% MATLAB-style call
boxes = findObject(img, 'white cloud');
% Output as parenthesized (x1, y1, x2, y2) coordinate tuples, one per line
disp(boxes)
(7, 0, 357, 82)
----
### WORK INSTRUCTION
Type out the whole listing above exactly.

### WRITTEN ANSWER
% MATLAB-style call
boxes = findObject(img, 'white cloud');
% Output as parenthesized (x1, y1, x2, y2) coordinate tuples, one per line
disp(boxes)
(7, 0, 357, 82)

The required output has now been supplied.